▶ [Short exercise]:
Return, without any change, the lines of the records from the line containing "Corridor-survey task: point out each instance of the snow on" through the end of the records.

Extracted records
▼

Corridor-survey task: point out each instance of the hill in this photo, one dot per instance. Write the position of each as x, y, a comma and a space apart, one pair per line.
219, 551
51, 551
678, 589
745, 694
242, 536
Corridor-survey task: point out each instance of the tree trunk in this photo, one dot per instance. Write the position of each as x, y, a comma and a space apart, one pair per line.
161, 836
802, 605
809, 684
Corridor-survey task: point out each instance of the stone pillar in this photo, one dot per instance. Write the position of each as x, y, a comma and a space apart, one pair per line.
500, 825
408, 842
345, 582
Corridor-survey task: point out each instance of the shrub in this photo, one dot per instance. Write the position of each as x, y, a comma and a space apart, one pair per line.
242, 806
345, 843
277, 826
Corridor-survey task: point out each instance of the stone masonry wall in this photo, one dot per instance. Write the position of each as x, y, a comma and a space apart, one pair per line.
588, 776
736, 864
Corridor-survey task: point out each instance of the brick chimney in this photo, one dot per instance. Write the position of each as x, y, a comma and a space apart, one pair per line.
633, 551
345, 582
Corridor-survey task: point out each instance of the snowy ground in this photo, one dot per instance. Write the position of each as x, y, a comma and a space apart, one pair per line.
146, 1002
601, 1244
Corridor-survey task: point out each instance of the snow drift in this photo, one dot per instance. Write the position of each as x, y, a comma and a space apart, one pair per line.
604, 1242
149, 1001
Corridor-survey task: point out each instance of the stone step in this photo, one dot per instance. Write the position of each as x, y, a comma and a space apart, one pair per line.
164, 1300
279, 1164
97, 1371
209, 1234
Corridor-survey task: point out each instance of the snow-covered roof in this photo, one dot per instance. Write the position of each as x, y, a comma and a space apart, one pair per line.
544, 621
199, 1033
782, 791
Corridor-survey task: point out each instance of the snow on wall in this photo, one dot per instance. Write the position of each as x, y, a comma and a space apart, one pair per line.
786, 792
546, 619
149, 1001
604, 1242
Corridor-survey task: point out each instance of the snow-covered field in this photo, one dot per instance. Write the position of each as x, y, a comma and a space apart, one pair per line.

▲

▶ [Response to this exercise]:
Corridor-survey task: point out each instance of the snow on wall in this photo, one dot per instance. Write the position of each as x, y, a comma and a space apart, one pair per line.
786, 792
546, 619
149, 1001
604, 1242
Corridor-survey task: point out each instance of the snow-covered field in this photo, one dot per instance. Write the position of each as x, y, a comma and a space apart, one pair per line.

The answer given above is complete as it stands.